[start of THE INPUT]

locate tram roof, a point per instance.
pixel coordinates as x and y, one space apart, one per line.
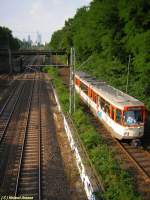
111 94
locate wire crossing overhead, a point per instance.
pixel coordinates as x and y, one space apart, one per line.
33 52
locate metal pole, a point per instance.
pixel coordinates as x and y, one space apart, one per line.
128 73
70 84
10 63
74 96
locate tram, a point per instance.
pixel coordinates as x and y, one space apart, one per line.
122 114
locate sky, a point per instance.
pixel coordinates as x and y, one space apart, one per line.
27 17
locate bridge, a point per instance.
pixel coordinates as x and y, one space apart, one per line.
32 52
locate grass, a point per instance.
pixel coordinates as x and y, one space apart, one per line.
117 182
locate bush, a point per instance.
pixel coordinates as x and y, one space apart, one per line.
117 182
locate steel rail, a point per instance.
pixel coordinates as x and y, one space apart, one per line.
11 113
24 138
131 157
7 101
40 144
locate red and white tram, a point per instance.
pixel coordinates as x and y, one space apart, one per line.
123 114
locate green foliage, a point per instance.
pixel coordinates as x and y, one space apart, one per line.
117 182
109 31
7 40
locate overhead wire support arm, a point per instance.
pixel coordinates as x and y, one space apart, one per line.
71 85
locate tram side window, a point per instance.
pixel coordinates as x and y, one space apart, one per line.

[end of THE INPUT]
[start of THE INPUT]

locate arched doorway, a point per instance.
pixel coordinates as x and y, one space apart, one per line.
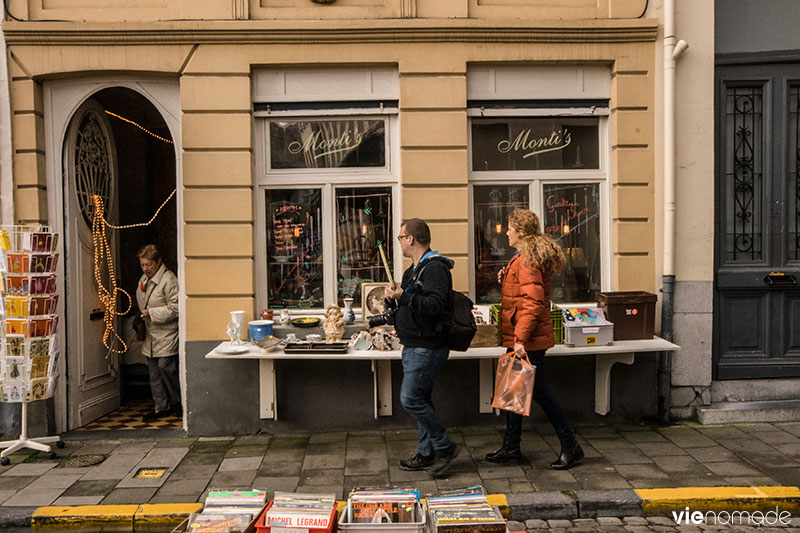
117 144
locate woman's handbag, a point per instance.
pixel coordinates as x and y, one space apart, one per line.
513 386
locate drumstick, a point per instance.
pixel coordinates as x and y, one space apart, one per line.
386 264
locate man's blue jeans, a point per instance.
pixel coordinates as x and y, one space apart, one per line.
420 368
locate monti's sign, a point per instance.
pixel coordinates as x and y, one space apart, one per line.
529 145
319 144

[end of THE INPUT]

*INSTRUCTIONS TO FOLLOW*
From the data above, pick out each line that contains the string "tram" and copy it. Case counts.

*SOLUTION TO THIS PROBLEM*
locate tram roof, a point per instance.
locate tram, a point per instance.
locate red and white tram, a point per instance.
locate tram side window, a point per instance.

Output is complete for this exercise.